## BRANO ESTRATTO
Gennaro si ritrova su
di un’isola molto particolare, in cui uomini in divisa vagano senza
memoria sotto il controllo di uno strano staff. Manicomio? Carcere?
In realtà è il luogo in cui le anime, senza memoria, attendono di
nascere, gestite da una multinazionale aliena. Quel che è certo è
che Gennaro sconvolge l’ordine vigente con l’unica arma in suo
possesso: la semplicità.
Il secondo capitolo di Luciano Capponi sull’aldilà si ispira al netturbino di origini napoletane di Totò ne La livella ma la sceneggiatura che l’autore propone è una favola complessa e articolata tra i sentimenti umani e quello che le anime vivono e provano in questo limbo, fatto di ostacoli e avversità proposte da questi alieni che odiano gli esseri umani. La storia si contraddistingue per la sua ricchezza di maschere e personaggi vicini alla commedia dell’arte, che nel loro porsi, rappresentano i vizi e i problemi della nostra modernità. L’azione narrativa si articola sul punto di vista di Gennaro (Patrick Oliva) e il suo modo semplice e naturale di accettare questa morte e quella dei suoi compagni, manipolati e classificati in stereotipi contemporanei. Ciò che il film non riesce a trasmettere in tutta questa complessa allegoria è la sospensione e l’illusione di quello che viene visto. Lo spettatore rimane fin troppo cosciente nell’apprendere questa dimensione ultraterrena, non accettando sempre il compromesso che il regista ci propone e muovendo dubbi e critiche sull’ingenuità che molto spesso Gennaro commette nelle scelte che gli capitano.

## COSA FARE
A. In una-tre frasi, spiega perché la recensione del film sostiene che l'opera non riesce a trasmettere la sospensione e l'illusione di ciò che si vede.
B. Nella recensione del film, quale attore interpreta Gennaro?
Il materiale proviene da un'altra fonte.

## DATI FORNITI
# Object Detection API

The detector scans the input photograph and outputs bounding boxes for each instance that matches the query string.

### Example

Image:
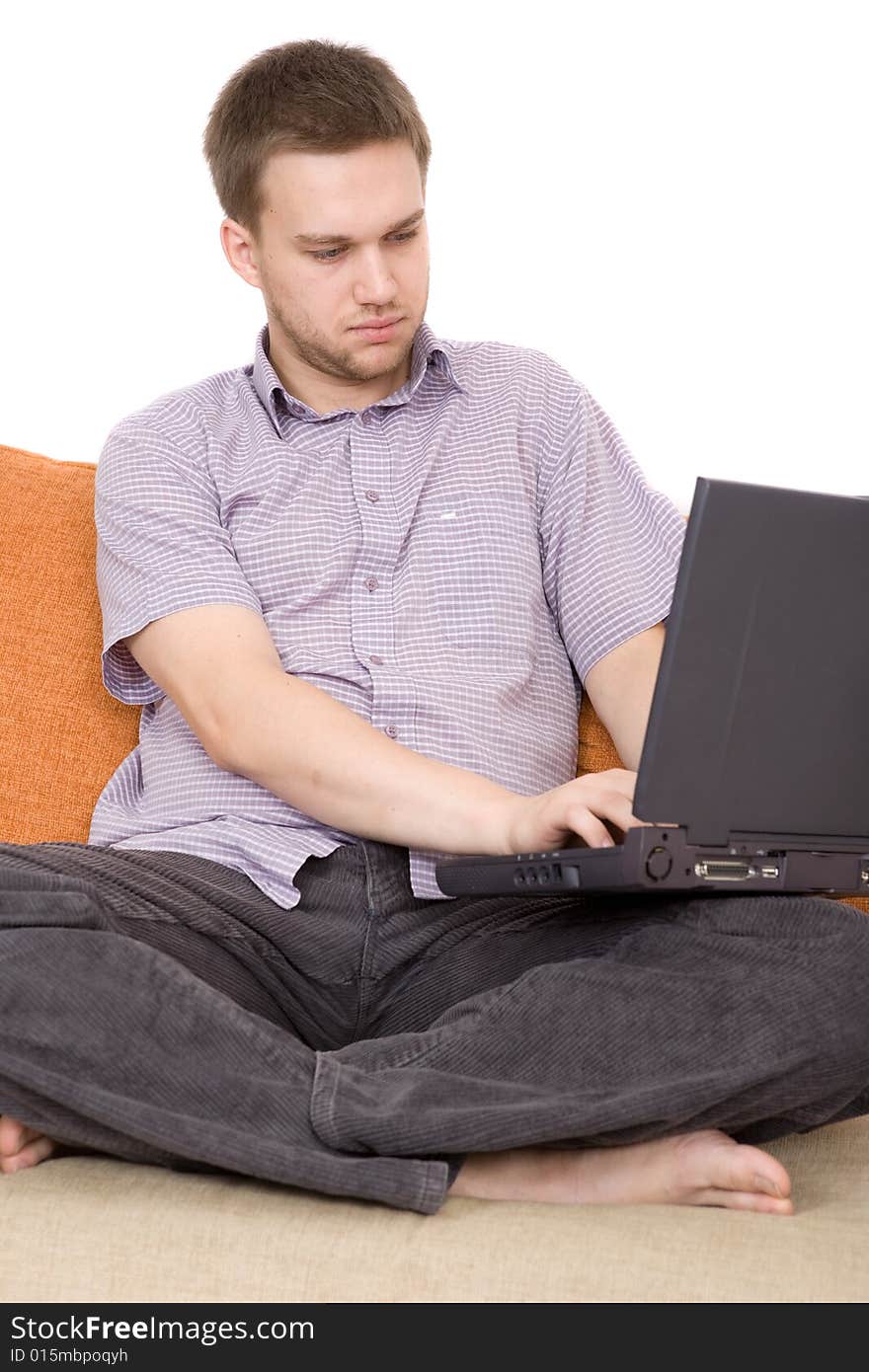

## RISULTATI DEI COMPITI
A. Secondo la recensione, lo spettatore resta fin troppo cosciente mentre apprende questa dimensione ultraterrena. Non accetta sempre il compromesso proposto dal regista e solleva dubbi e critiche sull'ingenuità che Gennaro mostra spesso nelle sue scelte.

B. Patrick Oliva.